* Material to process:
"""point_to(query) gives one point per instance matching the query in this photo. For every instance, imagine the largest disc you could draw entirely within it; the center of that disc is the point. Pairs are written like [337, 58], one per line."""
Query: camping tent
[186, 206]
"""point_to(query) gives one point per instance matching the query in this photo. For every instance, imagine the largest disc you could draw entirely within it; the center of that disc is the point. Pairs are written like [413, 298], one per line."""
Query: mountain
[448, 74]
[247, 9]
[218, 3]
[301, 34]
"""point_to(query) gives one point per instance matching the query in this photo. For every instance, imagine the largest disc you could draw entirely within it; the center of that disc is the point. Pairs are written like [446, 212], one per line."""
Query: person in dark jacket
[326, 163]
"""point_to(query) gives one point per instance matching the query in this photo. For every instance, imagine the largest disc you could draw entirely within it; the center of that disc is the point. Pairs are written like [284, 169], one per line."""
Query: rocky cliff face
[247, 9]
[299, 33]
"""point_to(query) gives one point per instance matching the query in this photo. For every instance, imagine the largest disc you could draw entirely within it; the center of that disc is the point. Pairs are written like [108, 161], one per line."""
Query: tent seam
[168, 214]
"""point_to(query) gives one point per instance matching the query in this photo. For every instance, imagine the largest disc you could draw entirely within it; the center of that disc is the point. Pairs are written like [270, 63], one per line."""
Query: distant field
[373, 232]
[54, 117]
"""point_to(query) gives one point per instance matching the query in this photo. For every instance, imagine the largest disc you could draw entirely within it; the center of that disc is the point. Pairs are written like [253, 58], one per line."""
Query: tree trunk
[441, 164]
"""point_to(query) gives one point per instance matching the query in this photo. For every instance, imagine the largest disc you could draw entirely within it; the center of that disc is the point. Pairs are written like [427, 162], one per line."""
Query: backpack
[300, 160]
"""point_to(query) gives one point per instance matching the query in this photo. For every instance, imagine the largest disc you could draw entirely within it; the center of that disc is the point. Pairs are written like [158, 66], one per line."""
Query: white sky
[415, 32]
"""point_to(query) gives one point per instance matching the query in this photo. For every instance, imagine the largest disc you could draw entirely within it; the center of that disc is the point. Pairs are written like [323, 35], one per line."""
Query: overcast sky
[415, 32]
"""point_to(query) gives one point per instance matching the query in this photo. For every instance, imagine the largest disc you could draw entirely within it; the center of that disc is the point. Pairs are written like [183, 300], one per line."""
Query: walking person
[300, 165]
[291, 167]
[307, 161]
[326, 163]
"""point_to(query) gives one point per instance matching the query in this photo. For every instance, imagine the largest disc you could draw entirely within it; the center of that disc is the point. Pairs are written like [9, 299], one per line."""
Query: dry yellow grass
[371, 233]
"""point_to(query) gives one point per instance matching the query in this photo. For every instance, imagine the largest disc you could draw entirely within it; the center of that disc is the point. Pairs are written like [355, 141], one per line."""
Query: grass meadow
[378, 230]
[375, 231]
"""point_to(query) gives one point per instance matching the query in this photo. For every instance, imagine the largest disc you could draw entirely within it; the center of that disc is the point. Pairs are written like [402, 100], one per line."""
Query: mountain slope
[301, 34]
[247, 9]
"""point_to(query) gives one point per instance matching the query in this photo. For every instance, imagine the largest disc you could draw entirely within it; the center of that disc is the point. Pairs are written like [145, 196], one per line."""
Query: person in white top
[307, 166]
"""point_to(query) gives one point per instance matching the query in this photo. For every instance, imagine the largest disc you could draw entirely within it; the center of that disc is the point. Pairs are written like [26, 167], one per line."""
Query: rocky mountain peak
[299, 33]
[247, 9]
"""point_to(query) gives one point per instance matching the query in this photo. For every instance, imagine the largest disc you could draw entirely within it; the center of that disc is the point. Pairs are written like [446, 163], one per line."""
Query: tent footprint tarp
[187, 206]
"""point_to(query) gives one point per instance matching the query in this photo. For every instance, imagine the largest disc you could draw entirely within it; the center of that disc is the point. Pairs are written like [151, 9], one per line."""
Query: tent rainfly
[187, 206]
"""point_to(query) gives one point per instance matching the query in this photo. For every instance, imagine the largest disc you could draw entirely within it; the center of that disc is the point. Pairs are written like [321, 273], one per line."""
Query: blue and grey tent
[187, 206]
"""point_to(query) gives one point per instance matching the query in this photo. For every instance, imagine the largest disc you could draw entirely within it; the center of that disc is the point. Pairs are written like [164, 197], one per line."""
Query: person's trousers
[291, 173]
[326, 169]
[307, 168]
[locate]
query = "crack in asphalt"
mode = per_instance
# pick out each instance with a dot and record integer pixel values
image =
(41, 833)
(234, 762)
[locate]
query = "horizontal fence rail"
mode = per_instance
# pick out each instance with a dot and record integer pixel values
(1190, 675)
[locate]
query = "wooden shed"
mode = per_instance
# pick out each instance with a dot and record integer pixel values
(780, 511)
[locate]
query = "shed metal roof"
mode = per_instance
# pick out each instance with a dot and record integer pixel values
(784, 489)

* What the task requires: Copy out the records in full, matching every line character for character.

* Task result:
"""point_to(query) gives one point per instance matching the query in this photo. For every instance, imagine the largest disc you could draw entirely within it; the center of that disc is the point. Pairs are written like [337, 58], one per line."""
Query: camping tent
[186, 206]
"""point_to(query) gives one point per instance matching the query in this photo. For every instance, imagine the largest disc you could draw entirely within it; the center of that disc is the point. Pairs are written like [413, 298], one per line."""
Query: mountain
[448, 74]
[247, 9]
[218, 3]
[301, 34]
"""point_to(query) gives one point per instance matching the query in this photo. For every instance, imagine the largest disc you could draw entirely within it; the center of that disc is the point. Pairs are written like [446, 212], one per line."""
Query: person in dark jacket
[326, 163]
"""point_to(query) gives one point per instance matching the query in this photo. For every instance, imagine the largest disc you could draw entirely within it; the center of that disc is the point. Pairs are written like [284, 169], one per line."""
Query: rocky cliff face
[247, 9]
[299, 33]
"""point_to(query) gives one point per instance matching the query in this photo. For every instance, imagine the largest disc you could draw entirely within it; the center of that disc is the point. Pairs are written like [108, 161], one per line."""
Query: tent seam
[168, 214]
"""point_to(query) gives one point per instance matching the query in this photo. For every instance, imagine the largest disc you could draw entirely within it; the center of that disc is the point. Pairs are written like [270, 63], one per line."""
Query: distant field
[373, 232]
[54, 117]
"""point_to(query) gives one point per instance matching the query in this photo. For every instance, imagine the largest disc you could draw entirely within it; the center of that disc is the point. Pairs are written like [253, 58], one per line."""
Query: tree trunk
[441, 164]
"""point_to(query) gives one point per instance matching the query in this photo. For every instance, imagine the largest disc you could draw entirely within it; the center of that disc is the point. Pairs are written like [427, 162], one per line."""
Query: backpack
[300, 160]
"""point_to(query) gives one point per instance matching the query in this photo. For every instance, imagine the largest disc you could draw entirely within it; the center of that disc is the point. Pairs are written like [158, 66], one per line."""
Query: white sky
[415, 32]
"""point_to(query) gives one point per instance matching the query in this photo. For every instance, imagine the largest disc you could draw entirely within it; the center of that disc is the point. Pairs are written like [323, 35], one per line."""
Query: overcast sky
[415, 32]
"""point_to(query) gives one point per instance matching the query in this photo. For every instance, imagine the largest disc you could draw entirely within it; the center of that disc is the point. Pairs are written like [183, 300], one per line."""
Query: walking person
[300, 165]
[291, 167]
[307, 161]
[326, 163]
"""point_to(query) gives one point per instance matching the query in this photo. For every instance, imagine the largest disc you could draw entirely within it; the center of that disc is the point. Pairs are written like [9, 299], one per line."""
Query: dry yellow grass
[371, 233]
"""point_to(query) gives one point per instance matching the query in this photo. For every instance, imagine the largest disc you could draw entirely within it; the center of that disc is the point. Pairs are written like [355, 141], one per line."""
Query: grass meadow
[378, 230]
[375, 231]
"""point_to(query) gives one point per instance matching the query in this photo. For every instance, imagine the largest disc you could draw entirely within it; the center of that disc is the point. Pairs are written like [402, 100], one per line."""
Query: mountain slope
[301, 34]
[247, 9]
"""point_to(query) gives one point per instance matching the query in this photo. For every instance, imagine the largest disc you could draw entirely within it; the center of that disc is the point. Pairs are written like [145, 196], one per line."""
Query: person in white top
[307, 166]
"""point_to(query) gives one point per instance matching the query in this photo. For every instance, imagine the largest disc you could draw entirely within it; the center of that disc is the point. Pairs are written like [26, 167], one per line."""
Query: rocky mountain peak
[299, 33]
[247, 9]
"""point_to(query) gives one point per instance matching the query in this photo. For every instance, imagine the largest disc you could draw entirely within it; the center of that disc is the point. Pairs are written like [446, 163], one per line."""
Query: tent footprint tarp
[187, 206]
"""point_to(query) gives one point per instance matching the query in this photo. For every instance, imagine the largest disc you could draw entirely within it; the center of that disc is the point. Pairs are written like [151, 9], one per line."""
Query: tent rainfly
[187, 206]
"""point_to(query) gives one point per instance matching the query in this photo. For every instance, imagine the largest disc you could draw entirely within it; the center of that disc is the point. Pairs are written like [321, 273], one per line."""
Query: blue and grey tent
[187, 206]
"""point_to(query) gives one point per instance matching the query in this photo. For every instance, imagine the largest disc you could draw entirely within it; the center of that disc is the point. Pairs are written like [164, 197], one per line."""
Query: person's trousers
[291, 173]
[326, 169]
[307, 168]
[locate]
query = "crack in asphalt"
mode = per_instance
# pick out each instance with a dot and record integer pixel values
image =
(41, 833)
(234, 762)
[locate]
query = "horizontal fence rail"
mode = per_instance
# pick out each instance with a dot and record integer pixel values
(1190, 675)
[locate]
query = "wooden shed"
mode = per_instance
# pick out each instance with a dot and record integer pixel values
(780, 511)
[locate]
query = "shed metal roof"
mode = per_instance
# pick out each instance with a dot and record integer pixel values
(784, 489)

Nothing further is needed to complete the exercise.